[PASSAGE]
= Beginning of Section =

Government ministry of France

The Ministry of Public Action and Accounts (French: Ministère de l'Action et des Comptes publics) is a ministry of the Government of France. It was created by President Nicolas Sarkozy in 2007, when he split the Ministry of Finance and the Economy into the Ministry of the Budget, Public Accounts and Civil Administration and the Ministry of the Economy, Industry and Employment. Éric Woerth became the first Budget Minister to have a dedicated ministry since Sarkozy himself in 1995.

==History==

Official logo

Woerth was entrusted with several missions and reforms to be led. The main reforms were to modify the statute of civil servants, to reduce the number of civil servants, to merge the taxation direction and the public compatibility services, to lead a general review of public policies, to reduce the budget deficit, to elaborate a new legislation on online bets.

Budget Minister Jérôme Cahuzac was reattached to the Ministry of the Economy and Finance in 2012; the ministry took its current name and was reestablished again in 2017. It is housed at Bercy, sharing the Economy and Finance Ministry's building on the Seine.

In the government of Prime Minister Jean Castex, Minister for Public Accounts was a junior title held by Olivier Dussopt. Although the officeholder was present at the Council of Ministers, he was administratively attached to the Minister of the Economy, Finance and Recovery, Bruno Le Maire.

= End of Section =

[SUPPLIED ENTRIES]
= Beginning of Section =

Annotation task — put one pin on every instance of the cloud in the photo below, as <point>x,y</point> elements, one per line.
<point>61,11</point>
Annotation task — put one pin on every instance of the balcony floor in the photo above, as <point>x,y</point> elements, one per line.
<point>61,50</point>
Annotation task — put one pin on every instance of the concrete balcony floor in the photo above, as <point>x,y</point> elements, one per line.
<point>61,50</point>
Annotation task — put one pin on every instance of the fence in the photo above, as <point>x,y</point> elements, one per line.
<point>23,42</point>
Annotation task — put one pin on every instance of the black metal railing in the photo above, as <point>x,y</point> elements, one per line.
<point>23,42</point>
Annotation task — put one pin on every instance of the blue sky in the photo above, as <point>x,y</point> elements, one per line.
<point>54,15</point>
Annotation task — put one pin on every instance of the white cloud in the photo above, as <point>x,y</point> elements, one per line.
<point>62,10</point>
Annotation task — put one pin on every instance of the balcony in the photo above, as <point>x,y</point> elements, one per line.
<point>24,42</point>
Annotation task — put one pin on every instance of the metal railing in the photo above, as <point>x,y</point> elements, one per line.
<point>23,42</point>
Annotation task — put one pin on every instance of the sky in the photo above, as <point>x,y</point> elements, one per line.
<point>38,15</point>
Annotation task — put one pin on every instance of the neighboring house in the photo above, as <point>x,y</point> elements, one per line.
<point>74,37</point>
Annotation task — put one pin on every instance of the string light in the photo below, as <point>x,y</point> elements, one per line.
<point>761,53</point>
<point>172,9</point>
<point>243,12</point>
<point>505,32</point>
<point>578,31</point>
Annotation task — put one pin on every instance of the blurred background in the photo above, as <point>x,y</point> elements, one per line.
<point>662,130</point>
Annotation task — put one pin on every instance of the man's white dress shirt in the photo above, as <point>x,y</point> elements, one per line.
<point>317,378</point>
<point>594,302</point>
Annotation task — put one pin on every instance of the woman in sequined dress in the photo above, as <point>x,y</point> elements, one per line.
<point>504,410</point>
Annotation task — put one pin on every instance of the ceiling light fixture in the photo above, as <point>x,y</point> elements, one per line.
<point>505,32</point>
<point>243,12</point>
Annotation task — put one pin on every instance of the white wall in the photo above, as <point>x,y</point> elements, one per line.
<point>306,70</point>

= End of Section =

[WHAT THE EXERCISE ASKS]
Set down the ministry passage word for word, starting at the words "The Ministry of Public" and ending after the words "on online bets.".

[RESULT OF THE EXERCISE]
The Ministry of Public Action and Accounts (French: Ministère de l'Action et des Comptes publics) is a ministry of the Government of France. It was created by President Nicolas Sarkozy in 2007, when he split the Ministry of Finance and the Economy into the Ministry of the Budget, Public Accounts and Civil Administration and the Ministry of the Economy, Industry and Employment. Éric Woerth became the first Budget Minister to have a dedicated ministry since Sarkozy himself in 1995.

==History==

Official logo

Woerth was entrusted with several missions and reforms to be led. The main reforms were to modify the statute of civil servants, to reduce the number of civil servants, to merge the taxation direction and the public compatibility services, to lead a general review of public policies, to reduce the budget deficit, to elaborate a new legislation on online bets.